> _TASK GOAL_
From the line containing "Each instance of the cat's green" to the last line of the listing below, repeat every line exactly, and output nothing else.

SUPPLIED MATERIAL below:

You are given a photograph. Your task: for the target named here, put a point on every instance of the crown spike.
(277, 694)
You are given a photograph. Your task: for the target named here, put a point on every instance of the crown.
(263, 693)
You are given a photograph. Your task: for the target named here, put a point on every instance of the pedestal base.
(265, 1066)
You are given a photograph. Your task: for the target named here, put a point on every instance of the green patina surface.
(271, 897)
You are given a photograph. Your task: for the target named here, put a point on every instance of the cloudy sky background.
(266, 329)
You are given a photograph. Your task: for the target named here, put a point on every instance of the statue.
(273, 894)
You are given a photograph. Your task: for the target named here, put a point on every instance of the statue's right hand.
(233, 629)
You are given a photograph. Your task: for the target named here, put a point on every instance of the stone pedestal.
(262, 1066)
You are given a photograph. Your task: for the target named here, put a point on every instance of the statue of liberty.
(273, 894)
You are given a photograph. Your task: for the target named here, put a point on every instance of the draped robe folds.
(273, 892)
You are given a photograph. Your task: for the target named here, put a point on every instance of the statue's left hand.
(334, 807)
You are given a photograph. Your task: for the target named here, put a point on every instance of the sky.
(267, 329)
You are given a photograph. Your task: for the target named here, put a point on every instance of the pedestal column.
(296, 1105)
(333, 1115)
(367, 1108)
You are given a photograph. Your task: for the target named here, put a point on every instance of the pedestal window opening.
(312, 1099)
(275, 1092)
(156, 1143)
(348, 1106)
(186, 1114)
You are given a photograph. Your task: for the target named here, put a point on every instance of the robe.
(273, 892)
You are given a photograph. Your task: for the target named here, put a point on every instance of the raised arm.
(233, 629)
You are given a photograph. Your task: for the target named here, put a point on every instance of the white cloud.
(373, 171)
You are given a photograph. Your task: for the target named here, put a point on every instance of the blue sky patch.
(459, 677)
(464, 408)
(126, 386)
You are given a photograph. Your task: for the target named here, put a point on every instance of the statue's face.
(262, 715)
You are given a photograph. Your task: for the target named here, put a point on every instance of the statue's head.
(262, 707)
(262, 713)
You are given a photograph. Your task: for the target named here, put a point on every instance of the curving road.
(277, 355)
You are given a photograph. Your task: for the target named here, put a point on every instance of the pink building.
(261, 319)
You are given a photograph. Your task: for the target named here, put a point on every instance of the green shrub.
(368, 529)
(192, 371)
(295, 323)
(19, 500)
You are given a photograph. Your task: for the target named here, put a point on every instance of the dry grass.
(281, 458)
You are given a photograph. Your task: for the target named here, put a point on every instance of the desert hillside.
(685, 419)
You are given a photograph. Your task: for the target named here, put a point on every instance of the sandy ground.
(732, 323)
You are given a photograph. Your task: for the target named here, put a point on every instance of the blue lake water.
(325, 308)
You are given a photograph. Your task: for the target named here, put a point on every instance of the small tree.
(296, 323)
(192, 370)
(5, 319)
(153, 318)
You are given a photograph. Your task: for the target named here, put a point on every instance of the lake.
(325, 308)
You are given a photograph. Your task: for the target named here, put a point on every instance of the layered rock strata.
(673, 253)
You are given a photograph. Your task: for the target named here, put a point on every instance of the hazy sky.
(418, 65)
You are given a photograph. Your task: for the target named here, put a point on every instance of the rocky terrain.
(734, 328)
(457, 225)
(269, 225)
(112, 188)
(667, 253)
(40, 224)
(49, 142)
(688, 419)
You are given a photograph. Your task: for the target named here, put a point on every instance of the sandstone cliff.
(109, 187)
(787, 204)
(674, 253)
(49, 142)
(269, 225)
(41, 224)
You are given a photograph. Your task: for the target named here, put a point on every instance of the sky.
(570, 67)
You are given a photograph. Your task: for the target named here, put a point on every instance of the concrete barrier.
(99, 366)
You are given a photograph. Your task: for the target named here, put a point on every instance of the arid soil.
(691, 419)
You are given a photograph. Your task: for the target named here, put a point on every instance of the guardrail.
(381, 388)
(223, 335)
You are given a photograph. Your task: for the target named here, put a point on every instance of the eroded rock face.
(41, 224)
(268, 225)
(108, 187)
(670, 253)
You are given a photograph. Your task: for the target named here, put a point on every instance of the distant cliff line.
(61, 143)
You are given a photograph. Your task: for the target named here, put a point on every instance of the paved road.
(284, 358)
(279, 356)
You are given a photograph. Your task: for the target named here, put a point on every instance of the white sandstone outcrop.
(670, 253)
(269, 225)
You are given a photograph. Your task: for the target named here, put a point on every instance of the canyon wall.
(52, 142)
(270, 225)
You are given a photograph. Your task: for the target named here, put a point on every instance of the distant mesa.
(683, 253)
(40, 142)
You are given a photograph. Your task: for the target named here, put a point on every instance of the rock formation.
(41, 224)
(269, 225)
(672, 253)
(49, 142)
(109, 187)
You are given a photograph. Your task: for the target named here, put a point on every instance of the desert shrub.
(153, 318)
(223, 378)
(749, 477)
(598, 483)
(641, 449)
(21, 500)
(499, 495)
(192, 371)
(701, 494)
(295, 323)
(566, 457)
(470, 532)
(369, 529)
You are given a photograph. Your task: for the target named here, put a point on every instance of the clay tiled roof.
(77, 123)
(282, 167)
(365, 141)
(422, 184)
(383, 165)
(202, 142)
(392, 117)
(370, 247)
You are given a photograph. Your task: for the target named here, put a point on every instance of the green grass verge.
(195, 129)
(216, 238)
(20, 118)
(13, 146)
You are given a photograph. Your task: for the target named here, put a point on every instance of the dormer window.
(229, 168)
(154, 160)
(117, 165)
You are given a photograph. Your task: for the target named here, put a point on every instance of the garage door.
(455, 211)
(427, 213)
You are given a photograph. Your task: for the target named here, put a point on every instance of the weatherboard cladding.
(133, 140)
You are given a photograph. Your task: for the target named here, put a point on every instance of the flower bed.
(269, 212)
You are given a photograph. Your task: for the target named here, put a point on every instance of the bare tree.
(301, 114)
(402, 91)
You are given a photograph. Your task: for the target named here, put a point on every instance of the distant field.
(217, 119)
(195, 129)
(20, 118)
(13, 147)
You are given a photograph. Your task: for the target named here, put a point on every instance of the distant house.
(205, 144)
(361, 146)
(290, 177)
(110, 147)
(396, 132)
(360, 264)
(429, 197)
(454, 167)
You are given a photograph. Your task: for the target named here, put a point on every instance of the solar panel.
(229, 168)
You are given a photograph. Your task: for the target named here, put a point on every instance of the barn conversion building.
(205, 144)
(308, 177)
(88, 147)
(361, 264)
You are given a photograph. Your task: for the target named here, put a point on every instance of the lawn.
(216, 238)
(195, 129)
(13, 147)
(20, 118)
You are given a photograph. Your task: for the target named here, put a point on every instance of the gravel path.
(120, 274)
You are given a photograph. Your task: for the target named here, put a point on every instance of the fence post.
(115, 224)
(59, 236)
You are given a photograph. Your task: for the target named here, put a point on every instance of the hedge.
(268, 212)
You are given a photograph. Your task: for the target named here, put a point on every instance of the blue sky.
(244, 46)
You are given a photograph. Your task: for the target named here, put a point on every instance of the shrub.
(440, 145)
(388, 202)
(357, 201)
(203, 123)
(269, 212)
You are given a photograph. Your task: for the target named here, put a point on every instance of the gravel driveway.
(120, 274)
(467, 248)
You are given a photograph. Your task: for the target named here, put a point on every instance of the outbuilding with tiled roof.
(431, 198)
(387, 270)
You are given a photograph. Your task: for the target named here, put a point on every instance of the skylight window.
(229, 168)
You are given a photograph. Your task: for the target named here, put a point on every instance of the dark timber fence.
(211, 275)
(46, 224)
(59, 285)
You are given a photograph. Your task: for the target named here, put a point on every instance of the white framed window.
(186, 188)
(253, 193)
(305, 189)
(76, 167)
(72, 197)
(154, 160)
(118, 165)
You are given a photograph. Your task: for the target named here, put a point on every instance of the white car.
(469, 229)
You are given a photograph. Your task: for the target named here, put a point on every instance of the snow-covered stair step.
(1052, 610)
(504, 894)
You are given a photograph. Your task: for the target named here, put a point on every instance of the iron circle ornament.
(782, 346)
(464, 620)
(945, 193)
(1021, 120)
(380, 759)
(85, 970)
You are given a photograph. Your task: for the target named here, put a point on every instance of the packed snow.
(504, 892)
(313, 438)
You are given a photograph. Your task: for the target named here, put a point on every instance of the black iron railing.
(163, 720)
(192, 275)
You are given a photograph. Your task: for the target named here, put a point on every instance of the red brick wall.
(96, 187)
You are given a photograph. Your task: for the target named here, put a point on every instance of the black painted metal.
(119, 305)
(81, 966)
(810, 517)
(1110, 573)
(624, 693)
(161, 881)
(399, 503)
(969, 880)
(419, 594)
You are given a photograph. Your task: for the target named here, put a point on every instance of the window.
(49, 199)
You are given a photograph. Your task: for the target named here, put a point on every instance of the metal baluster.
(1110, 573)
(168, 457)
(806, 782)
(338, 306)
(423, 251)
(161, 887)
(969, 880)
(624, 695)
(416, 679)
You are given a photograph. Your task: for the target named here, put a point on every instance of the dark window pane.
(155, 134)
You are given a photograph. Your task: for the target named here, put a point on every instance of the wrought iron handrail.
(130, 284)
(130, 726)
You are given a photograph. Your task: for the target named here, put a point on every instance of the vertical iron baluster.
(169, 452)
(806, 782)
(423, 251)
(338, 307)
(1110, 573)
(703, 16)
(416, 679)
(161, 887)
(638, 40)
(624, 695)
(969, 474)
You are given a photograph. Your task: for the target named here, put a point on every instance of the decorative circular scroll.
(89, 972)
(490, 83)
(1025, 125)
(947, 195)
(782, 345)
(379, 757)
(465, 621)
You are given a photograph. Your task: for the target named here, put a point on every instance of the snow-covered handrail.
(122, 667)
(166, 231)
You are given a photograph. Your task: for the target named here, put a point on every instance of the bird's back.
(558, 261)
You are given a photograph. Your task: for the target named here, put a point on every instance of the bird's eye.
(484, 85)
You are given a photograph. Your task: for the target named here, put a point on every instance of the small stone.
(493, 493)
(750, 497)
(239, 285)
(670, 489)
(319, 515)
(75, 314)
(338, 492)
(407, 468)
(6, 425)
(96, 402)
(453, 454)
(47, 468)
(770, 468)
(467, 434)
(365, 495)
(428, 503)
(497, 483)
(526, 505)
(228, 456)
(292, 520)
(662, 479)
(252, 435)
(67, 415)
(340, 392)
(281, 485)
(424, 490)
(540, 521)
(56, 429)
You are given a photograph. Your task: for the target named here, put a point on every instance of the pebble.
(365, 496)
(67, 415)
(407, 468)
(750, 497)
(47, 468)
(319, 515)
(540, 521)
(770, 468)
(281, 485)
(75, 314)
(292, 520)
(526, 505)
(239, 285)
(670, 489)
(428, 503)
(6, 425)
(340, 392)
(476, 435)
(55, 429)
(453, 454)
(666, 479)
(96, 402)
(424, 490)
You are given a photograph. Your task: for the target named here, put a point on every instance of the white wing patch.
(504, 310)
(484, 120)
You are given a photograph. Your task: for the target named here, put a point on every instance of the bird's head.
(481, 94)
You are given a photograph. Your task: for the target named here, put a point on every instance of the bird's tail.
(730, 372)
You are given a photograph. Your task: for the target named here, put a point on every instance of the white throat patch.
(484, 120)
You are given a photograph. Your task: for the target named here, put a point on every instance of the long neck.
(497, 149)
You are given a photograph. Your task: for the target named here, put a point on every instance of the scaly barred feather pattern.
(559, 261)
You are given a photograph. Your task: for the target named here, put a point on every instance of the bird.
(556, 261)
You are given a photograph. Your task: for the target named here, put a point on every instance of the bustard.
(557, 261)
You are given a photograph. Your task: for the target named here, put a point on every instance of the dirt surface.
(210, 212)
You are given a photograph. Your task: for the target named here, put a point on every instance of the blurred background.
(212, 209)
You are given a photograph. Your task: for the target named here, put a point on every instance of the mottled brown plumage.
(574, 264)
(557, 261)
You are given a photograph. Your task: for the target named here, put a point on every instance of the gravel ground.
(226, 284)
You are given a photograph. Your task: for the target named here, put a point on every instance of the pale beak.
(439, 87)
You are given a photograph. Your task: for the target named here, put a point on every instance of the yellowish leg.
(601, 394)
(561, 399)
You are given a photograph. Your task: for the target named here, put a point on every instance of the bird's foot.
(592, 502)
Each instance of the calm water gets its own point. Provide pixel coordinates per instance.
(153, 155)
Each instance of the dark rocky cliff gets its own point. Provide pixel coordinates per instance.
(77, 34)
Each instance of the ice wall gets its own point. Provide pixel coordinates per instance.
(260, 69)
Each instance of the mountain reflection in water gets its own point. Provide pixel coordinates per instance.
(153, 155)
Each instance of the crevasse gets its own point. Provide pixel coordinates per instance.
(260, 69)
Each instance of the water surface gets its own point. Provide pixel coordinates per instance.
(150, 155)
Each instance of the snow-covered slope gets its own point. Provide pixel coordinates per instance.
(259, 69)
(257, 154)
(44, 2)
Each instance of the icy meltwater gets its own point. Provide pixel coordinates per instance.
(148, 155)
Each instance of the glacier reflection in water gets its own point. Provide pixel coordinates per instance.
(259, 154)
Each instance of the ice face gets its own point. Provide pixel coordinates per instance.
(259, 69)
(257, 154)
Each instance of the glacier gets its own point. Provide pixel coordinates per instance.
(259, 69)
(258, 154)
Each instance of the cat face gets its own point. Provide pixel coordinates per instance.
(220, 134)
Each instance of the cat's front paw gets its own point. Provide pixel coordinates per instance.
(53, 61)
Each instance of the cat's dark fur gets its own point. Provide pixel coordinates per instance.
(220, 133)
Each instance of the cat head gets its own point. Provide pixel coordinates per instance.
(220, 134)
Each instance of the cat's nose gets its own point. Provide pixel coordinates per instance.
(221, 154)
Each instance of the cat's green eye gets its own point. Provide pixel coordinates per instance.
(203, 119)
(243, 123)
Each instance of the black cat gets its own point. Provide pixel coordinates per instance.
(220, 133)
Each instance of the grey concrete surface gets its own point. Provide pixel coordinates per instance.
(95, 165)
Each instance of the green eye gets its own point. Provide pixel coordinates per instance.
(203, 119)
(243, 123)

End of SUPPLIED MATERIAL.

> _RESPONSE TO THIS EXERCISE_
Each instance of the cat's green eye gets its own point. Provide pixel coordinates per instance.
(203, 119)
(243, 123)
Each instance of the black cat gets its own point. Provide pixel coordinates per instance.
(220, 133)
Each instance of the grey concrete surface gets its own point. Provide pixel coordinates per instance.
(95, 165)
Each instance of the green eye gets its own point. Provide pixel coordinates per instance.
(203, 119)
(243, 123)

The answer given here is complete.